** BEGIN **

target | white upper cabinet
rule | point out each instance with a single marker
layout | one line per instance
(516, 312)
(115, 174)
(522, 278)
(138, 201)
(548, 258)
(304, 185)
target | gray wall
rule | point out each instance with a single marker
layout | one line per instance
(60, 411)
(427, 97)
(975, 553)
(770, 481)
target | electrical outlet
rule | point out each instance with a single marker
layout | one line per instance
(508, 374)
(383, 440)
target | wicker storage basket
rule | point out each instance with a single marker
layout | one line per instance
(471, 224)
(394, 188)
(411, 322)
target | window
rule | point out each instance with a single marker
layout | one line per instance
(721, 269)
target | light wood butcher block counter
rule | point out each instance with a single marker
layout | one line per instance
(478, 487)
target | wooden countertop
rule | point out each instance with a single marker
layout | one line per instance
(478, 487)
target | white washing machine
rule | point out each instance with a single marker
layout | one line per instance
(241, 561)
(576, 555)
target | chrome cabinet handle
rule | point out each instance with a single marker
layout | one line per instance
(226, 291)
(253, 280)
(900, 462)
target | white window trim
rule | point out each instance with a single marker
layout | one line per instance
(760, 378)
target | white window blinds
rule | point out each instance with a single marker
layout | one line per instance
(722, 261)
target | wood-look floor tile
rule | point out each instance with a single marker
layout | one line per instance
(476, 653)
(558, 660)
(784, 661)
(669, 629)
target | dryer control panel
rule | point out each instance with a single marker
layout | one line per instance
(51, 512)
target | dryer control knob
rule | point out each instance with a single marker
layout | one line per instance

** END **

• WHAT IS BEING ASKED
From the listing above, reproduce all the lines exactly.

• FINISHED TASK
target | white upper cabinet
rule | point out each instance with a single marker
layout | one line per instance
(516, 312)
(115, 174)
(522, 278)
(138, 201)
(548, 258)
(304, 185)
target | gray wall
rule | point out each instance with a single marker
layout | one line per instance
(60, 411)
(427, 97)
(975, 553)
(770, 481)
target | electrical outlet
rule | point out each instance with a single marker
layout | one line per instance
(508, 374)
(383, 440)
target | wicker storage basket
rule | point out each instance with a single marker
layout | one line per instance
(471, 224)
(394, 188)
(411, 322)
target | window
rule | point out each instance with a single marker
layout | one line per instance
(721, 269)
target | light wood butcher block counter
rule | point out each instance with a single marker
layout | one line per instance
(478, 487)
target | wooden countertop
rule | point out each instance with a single marker
layout | one line per instance
(478, 487)
target | white washing machine
rule | point out each instance with a single marker
layout | one line per instance
(241, 561)
(576, 555)
target | chrome cabinet handle
rule | point out each instance with a single marker
layout | one line per instance
(226, 291)
(253, 280)
(900, 462)
target | white window trim
rule | point out each instance with a single marker
layout | one line per instance
(760, 378)
target | white window blinds
rule | point out each instance with a single marker
layout | one line per instance
(722, 261)
target | wood-look floor tile
rule | point out each instance with a single marker
layout | one line per instance
(476, 653)
(558, 660)
(784, 661)
(669, 629)
target | dryer control panel
rule | point out each instance with a single marker
layout | one line per instance
(51, 512)
target | dryer control knob
rule | point out each instance with a single marker
layout | one line per instance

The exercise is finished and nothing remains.